AVAILABLE RECORDS
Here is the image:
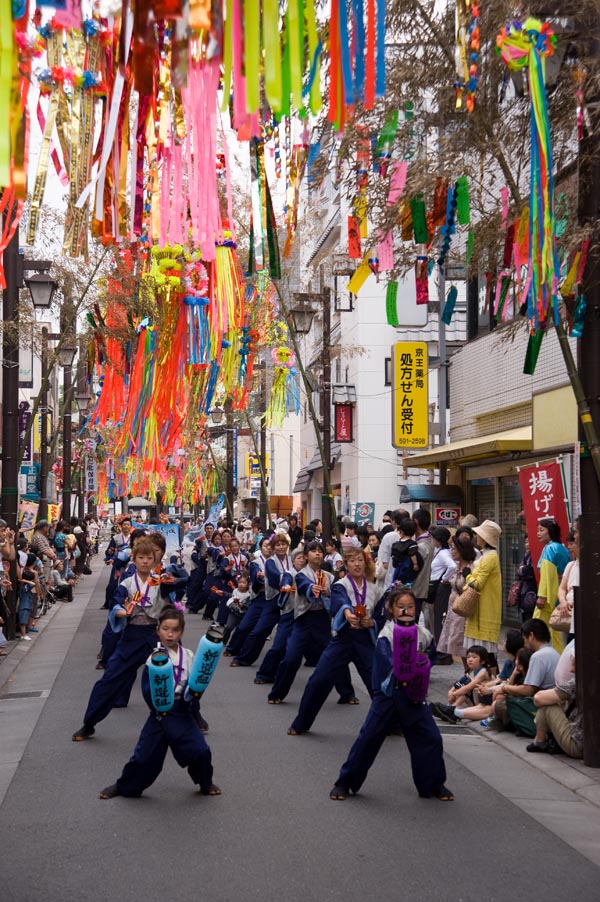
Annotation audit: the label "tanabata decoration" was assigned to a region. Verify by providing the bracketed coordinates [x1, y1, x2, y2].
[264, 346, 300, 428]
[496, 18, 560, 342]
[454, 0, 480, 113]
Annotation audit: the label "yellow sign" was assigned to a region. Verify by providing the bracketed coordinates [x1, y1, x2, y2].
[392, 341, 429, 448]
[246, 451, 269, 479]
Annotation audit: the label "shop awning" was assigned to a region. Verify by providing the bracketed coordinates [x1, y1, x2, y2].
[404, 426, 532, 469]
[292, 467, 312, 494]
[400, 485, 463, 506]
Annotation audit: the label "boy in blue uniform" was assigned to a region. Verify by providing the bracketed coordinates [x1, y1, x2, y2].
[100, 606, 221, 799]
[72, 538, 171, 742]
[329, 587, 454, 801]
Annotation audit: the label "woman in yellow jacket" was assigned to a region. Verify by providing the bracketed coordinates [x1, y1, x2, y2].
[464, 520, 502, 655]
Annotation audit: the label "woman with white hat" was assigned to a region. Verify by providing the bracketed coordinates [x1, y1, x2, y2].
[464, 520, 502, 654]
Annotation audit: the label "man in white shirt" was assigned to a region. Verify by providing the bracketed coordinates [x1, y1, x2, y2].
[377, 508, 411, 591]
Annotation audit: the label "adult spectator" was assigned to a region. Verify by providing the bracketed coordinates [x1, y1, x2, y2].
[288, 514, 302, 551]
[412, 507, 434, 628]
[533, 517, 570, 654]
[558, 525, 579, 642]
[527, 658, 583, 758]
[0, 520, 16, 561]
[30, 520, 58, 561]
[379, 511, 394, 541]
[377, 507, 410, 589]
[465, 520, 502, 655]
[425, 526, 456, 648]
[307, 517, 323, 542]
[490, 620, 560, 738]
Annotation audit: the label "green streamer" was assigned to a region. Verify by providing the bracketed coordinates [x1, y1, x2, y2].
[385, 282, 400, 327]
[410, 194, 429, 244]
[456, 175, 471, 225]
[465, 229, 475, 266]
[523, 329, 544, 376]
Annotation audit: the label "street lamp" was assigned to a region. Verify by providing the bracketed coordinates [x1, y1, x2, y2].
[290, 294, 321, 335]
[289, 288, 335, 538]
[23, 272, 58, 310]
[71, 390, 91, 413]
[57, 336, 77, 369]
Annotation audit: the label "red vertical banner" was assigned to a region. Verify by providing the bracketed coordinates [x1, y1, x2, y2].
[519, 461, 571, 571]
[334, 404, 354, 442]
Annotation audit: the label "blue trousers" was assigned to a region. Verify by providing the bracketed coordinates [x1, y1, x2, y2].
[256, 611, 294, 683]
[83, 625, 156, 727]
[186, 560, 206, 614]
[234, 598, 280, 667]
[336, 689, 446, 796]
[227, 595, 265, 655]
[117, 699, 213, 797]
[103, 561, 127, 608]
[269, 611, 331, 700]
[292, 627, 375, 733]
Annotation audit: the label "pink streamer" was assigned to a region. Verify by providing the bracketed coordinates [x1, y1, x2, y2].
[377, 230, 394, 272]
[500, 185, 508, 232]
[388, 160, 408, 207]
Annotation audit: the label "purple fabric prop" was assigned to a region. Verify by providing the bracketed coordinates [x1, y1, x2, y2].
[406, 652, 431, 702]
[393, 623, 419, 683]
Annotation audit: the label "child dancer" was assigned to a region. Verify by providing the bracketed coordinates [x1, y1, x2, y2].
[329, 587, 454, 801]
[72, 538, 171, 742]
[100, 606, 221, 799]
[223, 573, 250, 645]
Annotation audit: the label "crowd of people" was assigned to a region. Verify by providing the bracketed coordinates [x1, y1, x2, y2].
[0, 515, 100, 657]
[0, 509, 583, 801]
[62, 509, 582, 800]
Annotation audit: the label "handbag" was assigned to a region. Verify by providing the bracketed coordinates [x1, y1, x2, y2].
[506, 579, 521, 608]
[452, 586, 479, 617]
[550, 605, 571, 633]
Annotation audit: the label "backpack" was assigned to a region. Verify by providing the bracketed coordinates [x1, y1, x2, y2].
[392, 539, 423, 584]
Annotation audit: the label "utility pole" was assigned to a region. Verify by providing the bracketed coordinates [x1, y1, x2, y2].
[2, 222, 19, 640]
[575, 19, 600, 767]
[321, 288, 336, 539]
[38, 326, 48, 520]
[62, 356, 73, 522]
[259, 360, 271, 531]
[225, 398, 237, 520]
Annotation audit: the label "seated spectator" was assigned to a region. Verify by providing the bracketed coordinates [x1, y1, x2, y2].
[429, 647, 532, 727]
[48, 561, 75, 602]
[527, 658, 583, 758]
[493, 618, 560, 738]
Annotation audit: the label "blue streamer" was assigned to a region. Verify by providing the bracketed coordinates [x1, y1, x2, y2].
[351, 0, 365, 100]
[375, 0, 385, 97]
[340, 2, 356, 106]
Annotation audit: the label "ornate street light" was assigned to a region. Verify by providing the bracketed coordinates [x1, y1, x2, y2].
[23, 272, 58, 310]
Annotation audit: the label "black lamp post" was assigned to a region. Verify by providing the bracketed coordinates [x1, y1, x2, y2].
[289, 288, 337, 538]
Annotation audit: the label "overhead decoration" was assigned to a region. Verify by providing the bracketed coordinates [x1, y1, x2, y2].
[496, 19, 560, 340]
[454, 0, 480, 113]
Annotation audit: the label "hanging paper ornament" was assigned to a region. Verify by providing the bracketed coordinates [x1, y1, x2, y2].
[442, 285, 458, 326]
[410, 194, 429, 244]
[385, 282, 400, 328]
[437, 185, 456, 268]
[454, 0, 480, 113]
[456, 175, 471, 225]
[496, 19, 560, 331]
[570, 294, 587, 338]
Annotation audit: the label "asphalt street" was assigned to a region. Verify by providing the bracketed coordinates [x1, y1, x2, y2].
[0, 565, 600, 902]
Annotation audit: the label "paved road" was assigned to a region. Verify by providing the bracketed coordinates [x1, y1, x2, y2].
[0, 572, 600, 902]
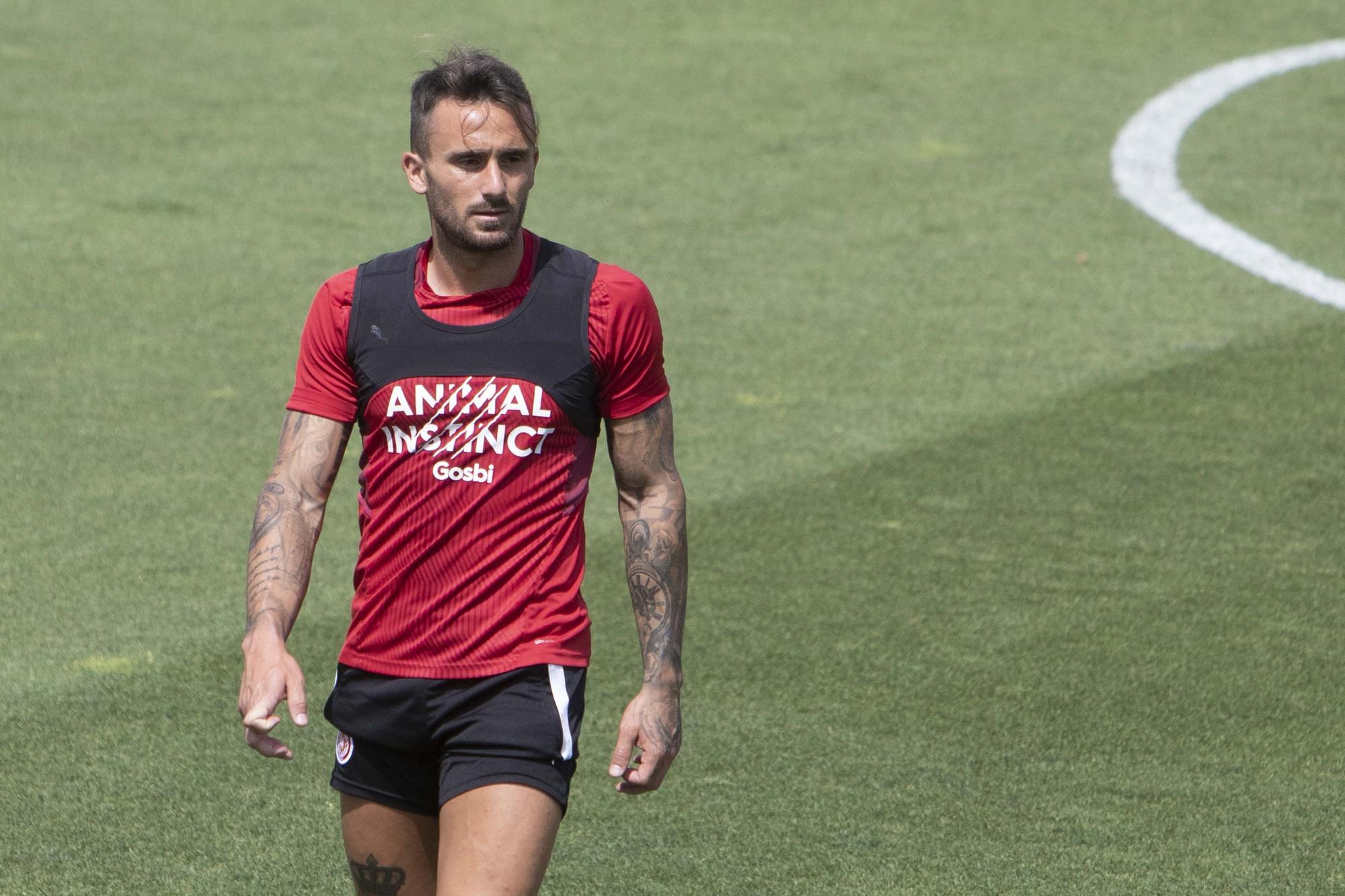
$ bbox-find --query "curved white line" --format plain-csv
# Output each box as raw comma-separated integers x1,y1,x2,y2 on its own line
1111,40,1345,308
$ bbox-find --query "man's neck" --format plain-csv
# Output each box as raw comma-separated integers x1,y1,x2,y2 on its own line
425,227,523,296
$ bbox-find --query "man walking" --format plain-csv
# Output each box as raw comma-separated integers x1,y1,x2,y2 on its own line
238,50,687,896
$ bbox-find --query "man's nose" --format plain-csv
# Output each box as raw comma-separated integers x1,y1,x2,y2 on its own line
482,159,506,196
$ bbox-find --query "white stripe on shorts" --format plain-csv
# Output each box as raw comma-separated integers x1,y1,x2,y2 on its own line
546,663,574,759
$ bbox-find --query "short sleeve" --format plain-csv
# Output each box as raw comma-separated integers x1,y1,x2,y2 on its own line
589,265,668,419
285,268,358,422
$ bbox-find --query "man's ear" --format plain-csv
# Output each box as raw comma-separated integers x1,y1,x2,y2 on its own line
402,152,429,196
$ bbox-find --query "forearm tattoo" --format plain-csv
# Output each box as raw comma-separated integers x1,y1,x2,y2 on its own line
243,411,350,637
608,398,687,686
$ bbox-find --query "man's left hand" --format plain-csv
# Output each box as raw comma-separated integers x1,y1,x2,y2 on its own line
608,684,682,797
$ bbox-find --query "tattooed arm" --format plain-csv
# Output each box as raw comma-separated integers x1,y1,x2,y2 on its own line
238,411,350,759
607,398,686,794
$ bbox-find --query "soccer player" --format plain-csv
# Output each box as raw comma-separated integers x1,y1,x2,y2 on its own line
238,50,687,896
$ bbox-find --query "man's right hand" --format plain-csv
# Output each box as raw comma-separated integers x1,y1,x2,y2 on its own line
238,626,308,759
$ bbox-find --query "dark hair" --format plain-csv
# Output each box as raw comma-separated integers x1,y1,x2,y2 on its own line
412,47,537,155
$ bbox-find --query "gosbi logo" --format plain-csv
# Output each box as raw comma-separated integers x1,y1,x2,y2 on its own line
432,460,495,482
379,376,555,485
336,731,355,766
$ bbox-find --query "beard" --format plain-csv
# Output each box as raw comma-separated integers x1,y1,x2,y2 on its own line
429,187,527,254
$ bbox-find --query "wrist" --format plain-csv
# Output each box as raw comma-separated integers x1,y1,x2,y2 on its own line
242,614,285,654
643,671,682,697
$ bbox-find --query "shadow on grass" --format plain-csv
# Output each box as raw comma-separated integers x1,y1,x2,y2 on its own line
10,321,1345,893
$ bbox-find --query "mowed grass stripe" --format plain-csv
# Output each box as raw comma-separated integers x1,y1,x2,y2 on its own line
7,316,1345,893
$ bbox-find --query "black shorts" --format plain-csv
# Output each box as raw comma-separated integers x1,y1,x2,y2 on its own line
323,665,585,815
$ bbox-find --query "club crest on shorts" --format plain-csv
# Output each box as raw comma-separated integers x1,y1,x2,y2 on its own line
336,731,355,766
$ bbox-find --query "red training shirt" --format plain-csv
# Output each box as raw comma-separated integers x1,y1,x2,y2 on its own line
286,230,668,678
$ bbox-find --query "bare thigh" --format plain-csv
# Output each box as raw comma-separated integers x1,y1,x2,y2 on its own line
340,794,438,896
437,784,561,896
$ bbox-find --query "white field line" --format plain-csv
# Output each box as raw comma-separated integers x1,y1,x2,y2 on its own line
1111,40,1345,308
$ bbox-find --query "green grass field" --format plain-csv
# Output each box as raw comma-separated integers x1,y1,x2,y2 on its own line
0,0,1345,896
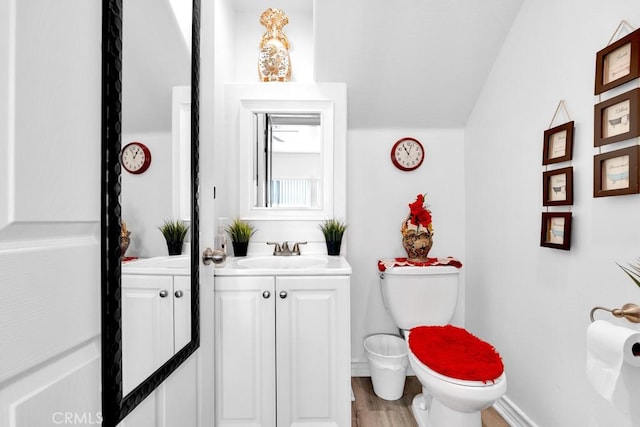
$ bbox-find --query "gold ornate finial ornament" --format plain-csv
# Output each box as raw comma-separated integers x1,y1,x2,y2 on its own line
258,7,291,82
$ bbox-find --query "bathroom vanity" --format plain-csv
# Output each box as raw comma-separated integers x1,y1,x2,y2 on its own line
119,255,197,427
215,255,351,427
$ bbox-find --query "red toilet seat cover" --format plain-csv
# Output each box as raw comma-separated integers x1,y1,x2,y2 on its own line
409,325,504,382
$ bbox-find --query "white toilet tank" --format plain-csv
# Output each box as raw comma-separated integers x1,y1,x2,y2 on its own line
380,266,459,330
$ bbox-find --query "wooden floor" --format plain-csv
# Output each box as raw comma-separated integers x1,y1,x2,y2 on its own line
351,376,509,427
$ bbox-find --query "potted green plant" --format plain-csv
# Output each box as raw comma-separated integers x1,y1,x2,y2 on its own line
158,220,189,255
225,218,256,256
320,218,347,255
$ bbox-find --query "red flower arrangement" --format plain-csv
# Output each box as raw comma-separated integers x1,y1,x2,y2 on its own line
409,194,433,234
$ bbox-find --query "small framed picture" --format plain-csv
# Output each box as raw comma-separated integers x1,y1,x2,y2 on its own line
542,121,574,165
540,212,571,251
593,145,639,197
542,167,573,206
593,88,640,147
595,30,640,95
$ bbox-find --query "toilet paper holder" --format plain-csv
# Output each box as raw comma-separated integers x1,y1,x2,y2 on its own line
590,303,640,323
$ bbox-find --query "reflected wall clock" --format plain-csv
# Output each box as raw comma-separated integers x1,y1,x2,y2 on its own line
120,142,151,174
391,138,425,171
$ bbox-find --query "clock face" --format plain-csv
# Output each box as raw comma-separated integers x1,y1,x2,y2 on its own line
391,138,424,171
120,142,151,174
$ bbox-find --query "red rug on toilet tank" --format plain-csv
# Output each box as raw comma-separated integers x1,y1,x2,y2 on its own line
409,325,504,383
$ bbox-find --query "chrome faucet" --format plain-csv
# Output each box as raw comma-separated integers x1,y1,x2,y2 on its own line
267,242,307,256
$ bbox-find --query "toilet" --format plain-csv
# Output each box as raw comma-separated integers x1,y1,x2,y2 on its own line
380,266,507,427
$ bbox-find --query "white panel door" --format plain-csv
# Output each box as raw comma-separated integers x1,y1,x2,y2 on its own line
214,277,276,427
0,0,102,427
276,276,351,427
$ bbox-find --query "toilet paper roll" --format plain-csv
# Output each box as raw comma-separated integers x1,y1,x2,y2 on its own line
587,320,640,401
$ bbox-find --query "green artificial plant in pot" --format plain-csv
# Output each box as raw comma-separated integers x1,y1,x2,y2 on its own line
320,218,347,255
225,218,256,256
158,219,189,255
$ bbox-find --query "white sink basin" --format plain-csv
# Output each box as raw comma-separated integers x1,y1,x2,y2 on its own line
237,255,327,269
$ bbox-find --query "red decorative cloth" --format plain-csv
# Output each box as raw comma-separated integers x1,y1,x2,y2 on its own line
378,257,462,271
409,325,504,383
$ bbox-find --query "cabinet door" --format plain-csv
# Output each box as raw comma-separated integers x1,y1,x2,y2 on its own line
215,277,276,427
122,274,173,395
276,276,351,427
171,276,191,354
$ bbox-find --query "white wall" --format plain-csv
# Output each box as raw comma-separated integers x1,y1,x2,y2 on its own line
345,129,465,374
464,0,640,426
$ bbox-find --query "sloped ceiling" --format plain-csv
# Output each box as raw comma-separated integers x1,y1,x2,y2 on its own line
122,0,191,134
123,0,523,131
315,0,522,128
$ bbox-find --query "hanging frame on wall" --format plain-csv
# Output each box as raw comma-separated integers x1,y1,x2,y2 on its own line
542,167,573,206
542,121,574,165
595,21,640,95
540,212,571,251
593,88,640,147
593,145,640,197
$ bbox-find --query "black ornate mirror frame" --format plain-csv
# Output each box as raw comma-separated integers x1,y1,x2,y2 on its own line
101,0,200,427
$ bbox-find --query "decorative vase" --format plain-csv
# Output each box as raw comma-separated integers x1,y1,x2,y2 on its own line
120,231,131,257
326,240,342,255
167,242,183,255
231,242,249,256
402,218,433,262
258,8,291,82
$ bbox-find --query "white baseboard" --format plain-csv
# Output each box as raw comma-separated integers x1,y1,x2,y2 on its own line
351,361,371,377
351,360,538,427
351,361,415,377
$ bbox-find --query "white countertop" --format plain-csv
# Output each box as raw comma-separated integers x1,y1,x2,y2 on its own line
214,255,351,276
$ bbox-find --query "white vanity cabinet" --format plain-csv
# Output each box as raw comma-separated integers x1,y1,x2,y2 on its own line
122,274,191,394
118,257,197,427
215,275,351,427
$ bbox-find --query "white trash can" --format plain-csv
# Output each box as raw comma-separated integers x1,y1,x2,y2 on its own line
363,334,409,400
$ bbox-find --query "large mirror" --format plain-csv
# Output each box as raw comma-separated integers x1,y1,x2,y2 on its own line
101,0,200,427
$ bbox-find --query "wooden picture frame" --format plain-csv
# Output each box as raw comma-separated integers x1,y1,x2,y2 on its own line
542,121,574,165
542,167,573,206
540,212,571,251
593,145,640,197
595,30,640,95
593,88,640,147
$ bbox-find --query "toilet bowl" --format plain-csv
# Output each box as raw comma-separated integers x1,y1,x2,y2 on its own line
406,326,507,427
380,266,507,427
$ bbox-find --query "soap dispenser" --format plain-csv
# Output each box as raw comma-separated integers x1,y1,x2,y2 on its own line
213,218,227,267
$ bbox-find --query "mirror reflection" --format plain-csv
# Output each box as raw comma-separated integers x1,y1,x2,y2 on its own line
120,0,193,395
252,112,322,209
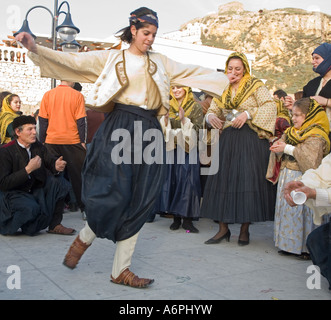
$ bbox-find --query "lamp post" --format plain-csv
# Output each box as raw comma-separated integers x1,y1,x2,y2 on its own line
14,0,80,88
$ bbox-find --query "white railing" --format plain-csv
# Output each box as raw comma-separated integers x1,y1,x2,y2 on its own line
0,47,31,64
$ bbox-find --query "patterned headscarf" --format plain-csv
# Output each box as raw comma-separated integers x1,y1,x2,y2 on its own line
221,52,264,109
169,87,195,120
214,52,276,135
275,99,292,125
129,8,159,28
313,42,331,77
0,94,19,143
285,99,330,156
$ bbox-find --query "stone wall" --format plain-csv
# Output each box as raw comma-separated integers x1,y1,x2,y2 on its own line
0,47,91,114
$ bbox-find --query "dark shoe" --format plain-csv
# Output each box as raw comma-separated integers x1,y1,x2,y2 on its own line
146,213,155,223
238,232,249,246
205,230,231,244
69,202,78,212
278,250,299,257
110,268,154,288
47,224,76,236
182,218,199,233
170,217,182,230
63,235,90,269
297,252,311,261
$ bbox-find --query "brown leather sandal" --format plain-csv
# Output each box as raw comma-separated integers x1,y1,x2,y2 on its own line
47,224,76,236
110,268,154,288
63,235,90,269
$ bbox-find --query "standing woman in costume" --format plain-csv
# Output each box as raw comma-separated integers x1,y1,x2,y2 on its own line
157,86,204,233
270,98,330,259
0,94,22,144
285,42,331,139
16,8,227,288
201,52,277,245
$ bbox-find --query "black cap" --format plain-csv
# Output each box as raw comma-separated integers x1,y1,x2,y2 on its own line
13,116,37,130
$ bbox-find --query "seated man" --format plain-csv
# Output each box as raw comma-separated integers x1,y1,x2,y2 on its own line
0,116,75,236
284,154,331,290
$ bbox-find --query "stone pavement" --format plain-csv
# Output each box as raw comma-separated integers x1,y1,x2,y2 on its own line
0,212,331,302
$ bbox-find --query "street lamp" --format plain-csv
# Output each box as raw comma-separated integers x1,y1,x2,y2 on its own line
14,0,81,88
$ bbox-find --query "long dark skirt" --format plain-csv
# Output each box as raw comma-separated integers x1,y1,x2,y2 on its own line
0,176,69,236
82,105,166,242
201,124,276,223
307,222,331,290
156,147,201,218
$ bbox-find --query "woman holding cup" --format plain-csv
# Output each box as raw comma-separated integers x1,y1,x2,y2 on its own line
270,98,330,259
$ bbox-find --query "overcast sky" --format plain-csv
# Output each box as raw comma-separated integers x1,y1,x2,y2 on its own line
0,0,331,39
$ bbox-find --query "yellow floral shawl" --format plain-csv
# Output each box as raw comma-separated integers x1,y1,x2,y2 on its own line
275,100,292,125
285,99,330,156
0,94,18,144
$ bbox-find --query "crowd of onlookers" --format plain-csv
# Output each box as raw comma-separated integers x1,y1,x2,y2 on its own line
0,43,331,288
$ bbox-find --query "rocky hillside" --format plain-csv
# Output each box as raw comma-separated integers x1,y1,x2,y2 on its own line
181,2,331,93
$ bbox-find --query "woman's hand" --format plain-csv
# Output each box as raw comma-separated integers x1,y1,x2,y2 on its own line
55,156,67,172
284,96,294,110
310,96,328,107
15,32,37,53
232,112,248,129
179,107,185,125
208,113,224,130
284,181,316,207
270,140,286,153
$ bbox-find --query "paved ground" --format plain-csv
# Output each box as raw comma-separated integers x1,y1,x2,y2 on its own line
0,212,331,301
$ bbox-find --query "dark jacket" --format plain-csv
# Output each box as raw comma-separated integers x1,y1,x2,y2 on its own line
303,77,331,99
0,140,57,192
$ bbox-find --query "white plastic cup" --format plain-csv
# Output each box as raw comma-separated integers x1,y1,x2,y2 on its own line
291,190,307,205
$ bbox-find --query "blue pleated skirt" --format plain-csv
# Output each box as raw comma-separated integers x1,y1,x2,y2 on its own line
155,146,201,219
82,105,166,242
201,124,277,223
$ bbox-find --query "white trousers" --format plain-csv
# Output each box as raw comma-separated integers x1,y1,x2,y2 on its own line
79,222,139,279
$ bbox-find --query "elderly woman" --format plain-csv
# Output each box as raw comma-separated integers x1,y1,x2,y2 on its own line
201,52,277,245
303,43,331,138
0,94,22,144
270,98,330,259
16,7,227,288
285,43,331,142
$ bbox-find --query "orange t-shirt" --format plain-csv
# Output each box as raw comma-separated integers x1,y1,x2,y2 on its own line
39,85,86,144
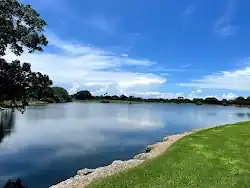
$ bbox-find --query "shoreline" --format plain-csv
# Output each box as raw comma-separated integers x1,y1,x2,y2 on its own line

EXERCISE
Revise the lines starting at the first one and ending at the line that contains "[57, 336, 77, 369]", replacing "shop awning" with "store awning" and leaving everything else unchanged. Leave the pictures out of your answer.

WRITTEN SOLUTION
Here is the image:
Annotation audit: the label "tanabata decoration" was assigned to a region. Verify by providing the bracketed coordinates [x1, y1, x2, y2].
[264, 346, 300, 428]
[496, 18, 560, 342]
[454, 0, 480, 113]
Annotation audit: the label "yellow sign" was assigned to a region. Verify by providing the bracketed coordinates [x1, y1, x2, y2].
[392, 341, 429, 448]
[246, 451, 269, 479]
Annotation audit: the label "store awning" was assigned to a region. Verify by providing the bracketed coordinates [x1, y1, x2, y2].
[404, 426, 532, 469]
[292, 467, 312, 494]
[400, 485, 463, 506]
Annotation audit: the label "boy in blue uniform" was assigned to a region. Verify by providing the bracketed coordinates [x1, y1, x2, y2].
[100, 606, 221, 799]
[72, 538, 171, 742]
[329, 587, 454, 801]
Annotation audit: the label "woman in yellow jacket" was assigned to a region. Verify by providing the bracketed coordinates [x1, y1, x2, y2].
[464, 520, 502, 655]
Annotation audit: the label "woman with white hat" was assigned to a region. Verify by providing the bracketed coordinates [x1, y1, x2, y2].
[464, 520, 502, 654]
Annotation audit: the label "man in white shirt" was assigned to a region. Verify by providing the bracketed coordinates [x1, y1, x2, y2].
[377, 508, 411, 591]
Annotation audit: the label "adult spectator" was assigned to a region. Verify by providing the bracketed coordinates [x1, y1, x2, y2].
[288, 514, 302, 551]
[412, 507, 434, 628]
[533, 517, 570, 654]
[558, 525, 579, 642]
[527, 658, 583, 758]
[0, 520, 16, 561]
[30, 520, 58, 561]
[379, 511, 394, 541]
[377, 507, 410, 589]
[465, 520, 502, 655]
[425, 526, 456, 648]
[307, 517, 323, 542]
[490, 620, 560, 738]
Annotation audit: the label "green streamer" was assigned to a region. Verify by providing the bracketed coordinates [x1, y1, x2, y2].
[385, 282, 400, 327]
[410, 194, 429, 244]
[456, 175, 471, 225]
[465, 229, 475, 266]
[523, 329, 544, 376]
Annotation audit: the label "street lamp" was assigned to a region. Verify by providing the bracketed coordinates [x1, y1, x2, y2].
[290, 294, 321, 335]
[289, 288, 335, 538]
[23, 272, 58, 310]
[71, 390, 91, 413]
[57, 336, 77, 369]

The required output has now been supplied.